[Start of Attachment]

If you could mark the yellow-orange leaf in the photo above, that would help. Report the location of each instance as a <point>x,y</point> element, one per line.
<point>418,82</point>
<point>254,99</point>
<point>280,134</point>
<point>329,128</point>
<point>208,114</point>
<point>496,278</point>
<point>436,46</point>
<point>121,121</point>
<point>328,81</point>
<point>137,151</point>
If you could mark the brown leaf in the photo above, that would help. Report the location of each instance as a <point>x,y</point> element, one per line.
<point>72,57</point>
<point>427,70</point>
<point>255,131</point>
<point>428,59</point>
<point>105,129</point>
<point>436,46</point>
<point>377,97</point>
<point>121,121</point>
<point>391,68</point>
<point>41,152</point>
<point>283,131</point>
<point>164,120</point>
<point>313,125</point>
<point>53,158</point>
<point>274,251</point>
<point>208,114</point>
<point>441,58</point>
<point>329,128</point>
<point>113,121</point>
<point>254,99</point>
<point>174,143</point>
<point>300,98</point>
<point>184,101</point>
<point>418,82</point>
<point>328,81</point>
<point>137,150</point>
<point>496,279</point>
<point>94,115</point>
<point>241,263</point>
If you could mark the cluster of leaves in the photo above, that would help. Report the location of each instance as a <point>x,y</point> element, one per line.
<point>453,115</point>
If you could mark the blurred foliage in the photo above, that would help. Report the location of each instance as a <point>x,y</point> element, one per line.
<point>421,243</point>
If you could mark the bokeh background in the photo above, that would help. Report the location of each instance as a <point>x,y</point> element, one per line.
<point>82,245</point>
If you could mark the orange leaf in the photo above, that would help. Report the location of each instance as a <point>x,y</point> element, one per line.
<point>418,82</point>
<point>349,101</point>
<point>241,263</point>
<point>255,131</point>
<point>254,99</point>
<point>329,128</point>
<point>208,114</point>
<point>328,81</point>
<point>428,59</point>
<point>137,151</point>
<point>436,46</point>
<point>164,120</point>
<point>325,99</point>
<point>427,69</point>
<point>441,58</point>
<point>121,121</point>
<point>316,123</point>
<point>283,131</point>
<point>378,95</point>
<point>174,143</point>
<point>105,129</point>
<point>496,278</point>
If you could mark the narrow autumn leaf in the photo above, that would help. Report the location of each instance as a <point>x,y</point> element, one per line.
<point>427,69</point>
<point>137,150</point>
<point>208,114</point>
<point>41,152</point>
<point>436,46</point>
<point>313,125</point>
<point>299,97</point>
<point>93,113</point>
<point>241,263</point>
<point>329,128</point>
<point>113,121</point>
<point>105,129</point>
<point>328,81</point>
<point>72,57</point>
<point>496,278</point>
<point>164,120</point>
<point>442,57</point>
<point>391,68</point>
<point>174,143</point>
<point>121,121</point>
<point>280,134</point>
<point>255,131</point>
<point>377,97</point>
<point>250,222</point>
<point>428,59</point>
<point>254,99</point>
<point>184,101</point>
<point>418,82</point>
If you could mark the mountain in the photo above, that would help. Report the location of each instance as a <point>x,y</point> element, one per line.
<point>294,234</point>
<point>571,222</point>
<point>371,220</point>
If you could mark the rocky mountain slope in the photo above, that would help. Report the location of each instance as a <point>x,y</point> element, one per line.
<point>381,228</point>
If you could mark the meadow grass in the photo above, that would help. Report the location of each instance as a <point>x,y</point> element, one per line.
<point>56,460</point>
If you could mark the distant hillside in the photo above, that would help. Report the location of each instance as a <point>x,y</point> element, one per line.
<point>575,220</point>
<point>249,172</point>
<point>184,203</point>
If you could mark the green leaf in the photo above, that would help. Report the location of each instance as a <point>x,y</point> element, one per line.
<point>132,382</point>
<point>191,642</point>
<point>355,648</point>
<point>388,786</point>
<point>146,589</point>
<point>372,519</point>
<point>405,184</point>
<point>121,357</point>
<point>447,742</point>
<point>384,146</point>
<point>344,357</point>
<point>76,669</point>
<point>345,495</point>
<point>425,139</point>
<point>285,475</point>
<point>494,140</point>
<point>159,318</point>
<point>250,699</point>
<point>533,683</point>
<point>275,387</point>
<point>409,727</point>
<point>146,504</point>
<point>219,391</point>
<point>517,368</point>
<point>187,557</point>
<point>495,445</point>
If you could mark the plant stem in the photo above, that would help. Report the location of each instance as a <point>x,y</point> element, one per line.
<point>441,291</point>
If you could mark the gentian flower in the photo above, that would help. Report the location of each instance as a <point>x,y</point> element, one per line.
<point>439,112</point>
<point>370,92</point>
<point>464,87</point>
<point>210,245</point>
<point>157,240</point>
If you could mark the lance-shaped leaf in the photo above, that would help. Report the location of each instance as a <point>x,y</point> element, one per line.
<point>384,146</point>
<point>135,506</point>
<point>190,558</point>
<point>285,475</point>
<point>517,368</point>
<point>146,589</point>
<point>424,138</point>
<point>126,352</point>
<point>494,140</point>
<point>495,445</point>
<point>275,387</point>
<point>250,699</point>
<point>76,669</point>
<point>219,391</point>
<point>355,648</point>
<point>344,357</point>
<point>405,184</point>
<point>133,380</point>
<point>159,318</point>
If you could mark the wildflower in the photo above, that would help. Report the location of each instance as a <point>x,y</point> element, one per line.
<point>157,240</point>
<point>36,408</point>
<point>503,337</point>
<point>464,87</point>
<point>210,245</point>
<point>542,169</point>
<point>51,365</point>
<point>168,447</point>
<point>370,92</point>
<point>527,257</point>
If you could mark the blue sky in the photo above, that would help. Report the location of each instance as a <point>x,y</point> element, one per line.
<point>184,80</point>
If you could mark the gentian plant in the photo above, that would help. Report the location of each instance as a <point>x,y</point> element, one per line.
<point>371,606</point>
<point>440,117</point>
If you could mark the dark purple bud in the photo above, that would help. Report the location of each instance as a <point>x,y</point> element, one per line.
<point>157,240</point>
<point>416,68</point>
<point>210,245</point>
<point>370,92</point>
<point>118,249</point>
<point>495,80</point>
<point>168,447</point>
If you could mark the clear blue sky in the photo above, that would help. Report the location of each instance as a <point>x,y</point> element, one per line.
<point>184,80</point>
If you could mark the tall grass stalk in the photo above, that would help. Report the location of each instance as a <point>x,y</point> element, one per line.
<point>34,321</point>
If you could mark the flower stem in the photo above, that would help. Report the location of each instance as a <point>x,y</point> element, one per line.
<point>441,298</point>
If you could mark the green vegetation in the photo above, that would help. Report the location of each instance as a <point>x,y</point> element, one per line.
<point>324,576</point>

[End of Attachment]

Work item => Output the full listing again, exactly as it stands above.

Output below =>
If you could mark the yellow-orange leaf in the photo above, that would help. Report the location of each instance as a <point>x,y</point> element, one per line.
<point>418,82</point>
<point>254,99</point>
<point>280,134</point>
<point>329,128</point>
<point>208,114</point>
<point>496,278</point>
<point>436,46</point>
<point>121,121</point>
<point>328,81</point>
<point>137,151</point>
If you could mark the brown leaf in the photo above, that would help. Report the location of each instance as a <point>x,y</point> element, one per line.
<point>72,57</point>
<point>427,70</point>
<point>255,131</point>
<point>428,59</point>
<point>105,129</point>
<point>436,46</point>
<point>377,97</point>
<point>121,121</point>
<point>391,68</point>
<point>41,152</point>
<point>283,131</point>
<point>164,120</point>
<point>313,125</point>
<point>53,158</point>
<point>274,251</point>
<point>208,114</point>
<point>441,58</point>
<point>329,128</point>
<point>113,121</point>
<point>254,99</point>
<point>174,143</point>
<point>300,98</point>
<point>184,101</point>
<point>418,82</point>
<point>328,81</point>
<point>137,150</point>
<point>496,279</point>
<point>94,115</point>
<point>241,263</point>
If you could mark the cluster of leaves in the photo above, that would help. Report the location of each instance as a <point>x,y</point> element, one per line.
<point>453,115</point>
If you could mark the blurred foliage in the photo above, that would help. Report the location of each instance as a <point>x,y</point> element, one per line.
<point>421,243</point>
If you could mark the bokeh background in the photo above, that would help. Report the location of each instance as a <point>x,y</point> element, one per line.
<point>82,245</point>
If you could mark the orange leaf in the photo above, that would help. Report the location of each instance as a <point>x,y</point> element, one per line.
<point>418,82</point>
<point>349,101</point>
<point>241,263</point>
<point>255,131</point>
<point>254,99</point>
<point>329,128</point>
<point>208,114</point>
<point>328,81</point>
<point>428,59</point>
<point>137,151</point>
<point>436,46</point>
<point>164,120</point>
<point>325,99</point>
<point>427,69</point>
<point>441,58</point>
<point>121,121</point>
<point>316,123</point>
<point>283,131</point>
<point>378,95</point>
<point>174,143</point>
<point>105,129</point>
<point>496,278</point>
If you could mark the narrow autumn leaf in the photo above, that would help. Report the location of each instance as a <point>x,y</point> element, one per line.
<point>427,69</point>
<point>137,150</point>
<point>208,114</point>
<point>41,152</point>
<point>436,46</point>
<point>313,125</point>
<point>299,97</point>
<point>93,113</point>
<point>241,263</point>
<point>329,128</point>
<point>113,121</point>
<point>105,129</point>
<point>328,81</point>
<point>72,57</point>
<point>496,278</point>
<point>164,120</point>
<point>442,57</point>
<point>391,68</point>
<point>174,143</point>
<point>121,121</point>
<point>280,134</point>
<point>255,131</point>
<point>377,97</point>
<point>250,222</point>
<point>428,59</point>
<point>254,99</point>
<point>184,101</point>
<point>418,82</point>
If you could mark the mountain in the photo above, that would help. Report the location of each instance as a <point>x,y</point> element, one per line.
<point>294,234</point>
<point>571,222</point>
<point>371,220</point>
If you could mark the rocky mountain slope in the photo above, that would help. Report the location of each instance as a <point>x,y</point> element, one per line.
<point>381,228</point>
If you could mark the meadow grass in the photo above, that would help. Report the location of each instance as a <point>x,y</point> element, one per line.
<point>56,460</point>
If you could mark the distant hillside in the photo above, that would help. Report the location of each instance as a <point>x,y</point> element, one per line.
<point>575,220</point>
<point>249,172</point>
<point>184,203</point>
If you could mark the green leaf in the photo above, that would help. Report the location of each instance as a <point>x,y</point> element, one per line.
<point>132,382</point>
<point>191,642</point>
<point>355,648</point>
<point>388,786</point>
<point>146,589</point>
<point>372,519</point>
<point>405,184</point>
<point>121,357</point>
<point>447,742</point>
<point>384,146</point>
<point>344,357</point>
<point>76,669</point>
<point>345,495</point>
<point>425,139</point>
<point>285,475</point>
<point>494,140</point>
<point>159,318</point>
<point>250,699</point>
<point>533,683</point>
<point>275,387</point>
<point>409,727</point>
<point>146,504</point>
<point>219,391</point>
<point>517,368</point>
<point>187,557</point>
<point>495,445</point>
If you could mark the plant stem in the photo above, that would help. Report the location of each instance as a <point>x,y</point> element, one per line.
<point>441,291</point>
If you could mark the gentian flower in the photo above, that would help. Report the location of each instance as a <point>x,y</point> element, one per line.
<point>439,112</point>
<point>370,92</point>
<point>464,87</point>
<point>210,245</point>
<point>157,240</point>
If you could mark the lance-shaped leaf in the photo above, that would help. Report the location of each instance as a <point>x,y</point> element, one per line.
<point>384,146</point>
<point>135,506</point>
<point>190,558</point>
<point>285,475</point>
<point>517,368</point>
<point>146,589</point>
<point>424,138</point>
<point>126,352</point>
<point>494,140</point>
<point>495,445</point>
<point>275,387</point>
<point>250,699</point>
<point>76,669</point>
<point>219,391</point>
<point>355,648</point>
<point>344,357</point>
<point>405,184</point>
<point>133,380</point>
<point>159,318</point>
If you could mark the wildflower in the photo above, that would help. Report the location of each instance as a <point>x,y</point> element, one per line.
<point>157,240</point>
<point>36,408</point>
<point>503,337</point>
<point>464,87</point>
<point>210,245</point>
<point>542,169</point>
<point>51,365</point>
<point>168,447</point>
<point>370,92</point>
<point>527,257</point>
If you could mark the blue sky in the photo above, that would help. Report the location of each instance as a <point>x,y</point> element, one per line.
<point>184,80</point>
If you could mark the gentian plant in the photo above, that would help. Report the location of each instance as a <point>x,y</point> element, one per line.
<point>371,606</point>
<point>440,117</point>
If you could mark the dark purple bud in the photo above, that would help. Report the location of each instance as a <point>x,y</point> element, one per line.
<point>157,240</point>
<point>416,68</point>
<point>210,245</point>
<point>370,92</point>
<point>118,249</point>
<point>495,80</point>
<point>168,447</point>
If you could mark the clear blue sky in the photo above, that would help. Report the location of each instance as a <point>x,y</point> element, one per line.
<point>184,80</point>
If you could mark the tall grass stalk in the photo above, that would help. Report the location of each instance as a <point>x,y</point> element, one per line.
<point>34,321</point>
If you could mark the flower stem in the photo above, that would help. Report the location of each instance as a <point>x,y</point> element, one per line.
<point>441,298</point>
If you could mark the green vegetation in the photo above, that would help. Report the location of each instance as a <point>x,y</point> element, one per line.
<point>324,576</point>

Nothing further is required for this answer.